- **Input material**:
+++
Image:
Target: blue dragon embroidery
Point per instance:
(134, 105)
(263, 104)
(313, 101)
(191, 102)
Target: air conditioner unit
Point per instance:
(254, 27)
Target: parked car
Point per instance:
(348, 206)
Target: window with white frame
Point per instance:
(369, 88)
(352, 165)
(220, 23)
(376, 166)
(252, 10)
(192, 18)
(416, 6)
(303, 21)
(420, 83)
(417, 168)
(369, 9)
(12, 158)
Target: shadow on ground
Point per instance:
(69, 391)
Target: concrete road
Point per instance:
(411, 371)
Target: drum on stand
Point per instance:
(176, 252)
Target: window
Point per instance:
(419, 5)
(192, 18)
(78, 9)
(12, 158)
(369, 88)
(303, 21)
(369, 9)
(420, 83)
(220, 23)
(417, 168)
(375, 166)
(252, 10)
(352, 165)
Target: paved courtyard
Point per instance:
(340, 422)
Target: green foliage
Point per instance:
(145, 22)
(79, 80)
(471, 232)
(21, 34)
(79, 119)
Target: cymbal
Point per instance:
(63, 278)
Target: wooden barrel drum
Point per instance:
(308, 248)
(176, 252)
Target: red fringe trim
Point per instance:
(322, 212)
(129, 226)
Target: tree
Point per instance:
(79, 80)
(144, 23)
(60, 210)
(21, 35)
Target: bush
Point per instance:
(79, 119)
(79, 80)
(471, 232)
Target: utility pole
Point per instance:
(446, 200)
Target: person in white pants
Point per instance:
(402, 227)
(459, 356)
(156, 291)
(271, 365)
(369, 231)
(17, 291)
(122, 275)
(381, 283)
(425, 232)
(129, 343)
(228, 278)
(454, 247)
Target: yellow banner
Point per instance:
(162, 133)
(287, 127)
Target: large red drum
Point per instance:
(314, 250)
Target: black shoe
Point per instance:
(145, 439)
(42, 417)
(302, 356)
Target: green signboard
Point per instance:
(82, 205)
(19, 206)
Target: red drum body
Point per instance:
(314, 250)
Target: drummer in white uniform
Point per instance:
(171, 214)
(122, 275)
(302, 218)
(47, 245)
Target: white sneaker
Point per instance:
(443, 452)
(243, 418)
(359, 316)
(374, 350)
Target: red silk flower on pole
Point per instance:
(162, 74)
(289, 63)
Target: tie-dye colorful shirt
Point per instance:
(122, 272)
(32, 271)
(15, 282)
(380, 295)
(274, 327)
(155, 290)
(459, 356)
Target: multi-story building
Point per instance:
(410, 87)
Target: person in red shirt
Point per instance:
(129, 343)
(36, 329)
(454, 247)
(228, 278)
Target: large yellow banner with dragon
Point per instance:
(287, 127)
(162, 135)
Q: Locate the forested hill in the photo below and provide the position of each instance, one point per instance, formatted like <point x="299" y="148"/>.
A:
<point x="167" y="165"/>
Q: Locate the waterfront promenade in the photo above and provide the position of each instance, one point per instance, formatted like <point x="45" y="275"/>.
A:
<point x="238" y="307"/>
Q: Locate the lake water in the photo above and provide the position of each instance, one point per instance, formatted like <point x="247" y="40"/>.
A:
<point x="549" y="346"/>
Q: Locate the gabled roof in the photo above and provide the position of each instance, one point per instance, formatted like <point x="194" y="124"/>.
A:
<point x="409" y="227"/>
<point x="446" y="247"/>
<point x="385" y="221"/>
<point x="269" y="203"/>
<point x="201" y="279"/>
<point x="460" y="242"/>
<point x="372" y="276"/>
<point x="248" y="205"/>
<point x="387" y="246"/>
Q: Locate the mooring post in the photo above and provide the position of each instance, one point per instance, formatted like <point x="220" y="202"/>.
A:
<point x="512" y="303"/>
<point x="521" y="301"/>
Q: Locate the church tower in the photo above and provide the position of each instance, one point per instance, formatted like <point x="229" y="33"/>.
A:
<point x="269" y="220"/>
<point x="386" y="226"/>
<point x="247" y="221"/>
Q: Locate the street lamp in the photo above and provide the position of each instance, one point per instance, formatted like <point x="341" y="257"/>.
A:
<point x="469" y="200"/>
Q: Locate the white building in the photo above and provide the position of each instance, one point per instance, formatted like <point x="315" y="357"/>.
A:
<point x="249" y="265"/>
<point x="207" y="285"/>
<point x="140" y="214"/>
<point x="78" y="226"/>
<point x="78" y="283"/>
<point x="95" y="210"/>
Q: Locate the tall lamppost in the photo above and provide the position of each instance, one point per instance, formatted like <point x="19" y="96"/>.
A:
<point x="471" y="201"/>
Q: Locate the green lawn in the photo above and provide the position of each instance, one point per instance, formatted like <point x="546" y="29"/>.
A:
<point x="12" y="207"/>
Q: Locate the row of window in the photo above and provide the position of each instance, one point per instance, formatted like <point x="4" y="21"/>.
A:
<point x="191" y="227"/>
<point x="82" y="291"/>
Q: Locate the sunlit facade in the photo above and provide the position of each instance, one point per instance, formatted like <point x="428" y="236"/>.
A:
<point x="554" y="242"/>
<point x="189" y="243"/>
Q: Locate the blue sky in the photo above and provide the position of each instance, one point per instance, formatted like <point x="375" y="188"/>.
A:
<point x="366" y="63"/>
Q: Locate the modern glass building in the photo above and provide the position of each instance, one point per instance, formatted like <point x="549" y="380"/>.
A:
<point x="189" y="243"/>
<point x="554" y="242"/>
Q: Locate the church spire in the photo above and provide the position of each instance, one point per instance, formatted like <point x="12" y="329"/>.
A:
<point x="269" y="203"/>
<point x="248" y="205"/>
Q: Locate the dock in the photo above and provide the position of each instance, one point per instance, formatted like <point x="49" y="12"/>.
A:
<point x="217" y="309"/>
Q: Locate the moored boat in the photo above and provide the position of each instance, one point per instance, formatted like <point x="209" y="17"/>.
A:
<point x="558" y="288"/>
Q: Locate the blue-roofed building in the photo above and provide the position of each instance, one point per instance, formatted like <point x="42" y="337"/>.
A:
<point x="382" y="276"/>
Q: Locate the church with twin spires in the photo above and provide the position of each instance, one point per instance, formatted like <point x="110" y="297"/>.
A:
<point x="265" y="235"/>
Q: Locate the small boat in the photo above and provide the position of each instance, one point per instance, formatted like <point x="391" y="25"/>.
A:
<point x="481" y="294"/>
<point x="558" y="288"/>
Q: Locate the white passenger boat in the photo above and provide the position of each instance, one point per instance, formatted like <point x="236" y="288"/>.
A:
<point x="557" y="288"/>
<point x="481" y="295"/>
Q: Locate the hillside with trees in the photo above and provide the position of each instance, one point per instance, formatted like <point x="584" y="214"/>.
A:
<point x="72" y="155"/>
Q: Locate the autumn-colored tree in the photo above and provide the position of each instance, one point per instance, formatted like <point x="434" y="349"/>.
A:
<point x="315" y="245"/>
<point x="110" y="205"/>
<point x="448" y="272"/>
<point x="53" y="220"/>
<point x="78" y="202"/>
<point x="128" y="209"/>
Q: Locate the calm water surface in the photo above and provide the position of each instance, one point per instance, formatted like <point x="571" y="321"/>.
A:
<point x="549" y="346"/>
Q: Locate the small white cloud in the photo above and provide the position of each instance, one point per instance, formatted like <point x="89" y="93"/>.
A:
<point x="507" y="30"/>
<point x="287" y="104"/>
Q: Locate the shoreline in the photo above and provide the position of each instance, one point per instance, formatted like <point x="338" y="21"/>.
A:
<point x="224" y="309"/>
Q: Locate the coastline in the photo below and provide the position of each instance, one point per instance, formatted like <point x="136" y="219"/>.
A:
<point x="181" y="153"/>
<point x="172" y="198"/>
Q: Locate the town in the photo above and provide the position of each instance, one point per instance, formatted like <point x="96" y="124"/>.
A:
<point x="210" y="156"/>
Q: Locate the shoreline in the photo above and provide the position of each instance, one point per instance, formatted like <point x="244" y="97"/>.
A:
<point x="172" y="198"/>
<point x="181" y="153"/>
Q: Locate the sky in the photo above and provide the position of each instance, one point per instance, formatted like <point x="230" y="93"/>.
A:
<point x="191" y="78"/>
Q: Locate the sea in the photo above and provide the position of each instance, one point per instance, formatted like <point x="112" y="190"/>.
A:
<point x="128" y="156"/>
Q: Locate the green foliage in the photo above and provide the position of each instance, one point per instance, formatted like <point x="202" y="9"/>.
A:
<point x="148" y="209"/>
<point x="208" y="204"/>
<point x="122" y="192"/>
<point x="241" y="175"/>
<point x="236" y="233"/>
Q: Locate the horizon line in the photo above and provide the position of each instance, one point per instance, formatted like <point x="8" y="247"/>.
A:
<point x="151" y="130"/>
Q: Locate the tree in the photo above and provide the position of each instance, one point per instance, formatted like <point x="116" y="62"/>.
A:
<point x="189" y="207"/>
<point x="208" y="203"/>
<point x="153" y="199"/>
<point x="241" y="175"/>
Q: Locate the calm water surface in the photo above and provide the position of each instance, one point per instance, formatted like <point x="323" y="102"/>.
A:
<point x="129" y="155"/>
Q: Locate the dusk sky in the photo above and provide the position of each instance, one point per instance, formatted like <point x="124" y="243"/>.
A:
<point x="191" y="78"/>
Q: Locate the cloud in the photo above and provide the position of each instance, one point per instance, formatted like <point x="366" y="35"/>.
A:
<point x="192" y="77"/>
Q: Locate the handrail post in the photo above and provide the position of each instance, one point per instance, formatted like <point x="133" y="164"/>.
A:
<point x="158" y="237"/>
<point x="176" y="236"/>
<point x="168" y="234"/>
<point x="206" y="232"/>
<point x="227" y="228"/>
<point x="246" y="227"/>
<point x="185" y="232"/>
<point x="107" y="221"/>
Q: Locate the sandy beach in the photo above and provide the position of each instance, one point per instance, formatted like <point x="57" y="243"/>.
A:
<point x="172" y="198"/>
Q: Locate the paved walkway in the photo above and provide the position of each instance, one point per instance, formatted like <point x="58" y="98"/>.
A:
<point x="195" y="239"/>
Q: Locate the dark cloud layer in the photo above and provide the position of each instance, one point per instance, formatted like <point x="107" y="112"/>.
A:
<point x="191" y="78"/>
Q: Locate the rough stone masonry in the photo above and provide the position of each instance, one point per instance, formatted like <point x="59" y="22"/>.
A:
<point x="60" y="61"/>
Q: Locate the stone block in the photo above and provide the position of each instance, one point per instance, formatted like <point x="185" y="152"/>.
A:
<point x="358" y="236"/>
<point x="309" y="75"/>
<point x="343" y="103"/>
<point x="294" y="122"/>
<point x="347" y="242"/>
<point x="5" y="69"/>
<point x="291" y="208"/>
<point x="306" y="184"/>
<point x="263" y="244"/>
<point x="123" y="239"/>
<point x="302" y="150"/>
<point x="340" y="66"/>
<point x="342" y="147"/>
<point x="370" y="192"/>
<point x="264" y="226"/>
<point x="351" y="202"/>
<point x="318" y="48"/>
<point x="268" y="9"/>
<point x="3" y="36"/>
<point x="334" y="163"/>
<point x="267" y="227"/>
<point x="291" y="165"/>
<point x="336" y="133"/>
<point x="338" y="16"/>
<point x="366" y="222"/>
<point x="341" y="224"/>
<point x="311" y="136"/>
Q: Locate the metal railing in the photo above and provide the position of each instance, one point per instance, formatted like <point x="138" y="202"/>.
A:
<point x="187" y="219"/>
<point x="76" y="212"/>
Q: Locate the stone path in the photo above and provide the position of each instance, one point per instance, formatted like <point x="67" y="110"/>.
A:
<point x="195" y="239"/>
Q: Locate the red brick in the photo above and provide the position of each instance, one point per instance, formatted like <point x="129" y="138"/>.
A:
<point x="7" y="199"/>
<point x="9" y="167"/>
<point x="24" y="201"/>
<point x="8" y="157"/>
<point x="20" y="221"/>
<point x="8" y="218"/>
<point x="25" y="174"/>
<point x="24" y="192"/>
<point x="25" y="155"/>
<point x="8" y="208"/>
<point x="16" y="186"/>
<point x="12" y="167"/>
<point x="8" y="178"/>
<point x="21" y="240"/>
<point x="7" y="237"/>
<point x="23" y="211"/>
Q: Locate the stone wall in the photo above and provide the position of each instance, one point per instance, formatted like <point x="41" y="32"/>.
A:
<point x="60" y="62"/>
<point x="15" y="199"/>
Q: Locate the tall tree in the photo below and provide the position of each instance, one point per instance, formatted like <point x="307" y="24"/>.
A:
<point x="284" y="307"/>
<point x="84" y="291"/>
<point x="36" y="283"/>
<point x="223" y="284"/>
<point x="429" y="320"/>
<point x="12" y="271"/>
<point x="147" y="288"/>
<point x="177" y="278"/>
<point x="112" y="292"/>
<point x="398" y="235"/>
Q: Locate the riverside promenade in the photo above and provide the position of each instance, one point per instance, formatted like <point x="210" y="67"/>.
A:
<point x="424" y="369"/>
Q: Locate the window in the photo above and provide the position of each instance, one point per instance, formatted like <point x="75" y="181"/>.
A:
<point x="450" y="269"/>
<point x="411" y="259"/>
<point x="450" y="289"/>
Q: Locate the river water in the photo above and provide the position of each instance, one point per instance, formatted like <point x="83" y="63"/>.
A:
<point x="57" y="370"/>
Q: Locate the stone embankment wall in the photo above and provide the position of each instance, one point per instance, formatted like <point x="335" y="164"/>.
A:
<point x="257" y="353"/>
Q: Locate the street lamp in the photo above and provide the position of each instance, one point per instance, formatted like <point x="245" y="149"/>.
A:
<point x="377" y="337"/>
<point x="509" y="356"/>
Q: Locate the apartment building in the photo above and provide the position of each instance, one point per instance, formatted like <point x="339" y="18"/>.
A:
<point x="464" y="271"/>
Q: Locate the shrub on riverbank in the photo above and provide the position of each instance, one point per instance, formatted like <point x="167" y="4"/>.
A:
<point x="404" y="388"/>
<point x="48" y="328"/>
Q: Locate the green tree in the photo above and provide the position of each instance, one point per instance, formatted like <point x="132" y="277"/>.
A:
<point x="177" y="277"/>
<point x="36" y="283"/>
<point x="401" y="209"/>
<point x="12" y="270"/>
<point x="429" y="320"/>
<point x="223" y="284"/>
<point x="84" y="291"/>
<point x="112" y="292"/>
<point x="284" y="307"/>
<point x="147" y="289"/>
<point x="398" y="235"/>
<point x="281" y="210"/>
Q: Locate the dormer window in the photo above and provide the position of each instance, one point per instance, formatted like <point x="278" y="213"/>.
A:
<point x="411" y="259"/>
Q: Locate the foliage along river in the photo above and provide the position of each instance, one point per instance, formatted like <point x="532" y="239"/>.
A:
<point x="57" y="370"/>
+++
The line with "Target: window with white frame" marks the end; reproduce exactly every line from the start of the entries up to it, that line included.

Image:
Target: blue dragon embroidery
Point per instance:
(134, 105)
(263, 104)
(313, 101)
(191, 102)
Target: air conditioner unit
Point per instance:
(254, 27)
Target: parked car
Point per instance:
(348, 206)
Target: window with white frame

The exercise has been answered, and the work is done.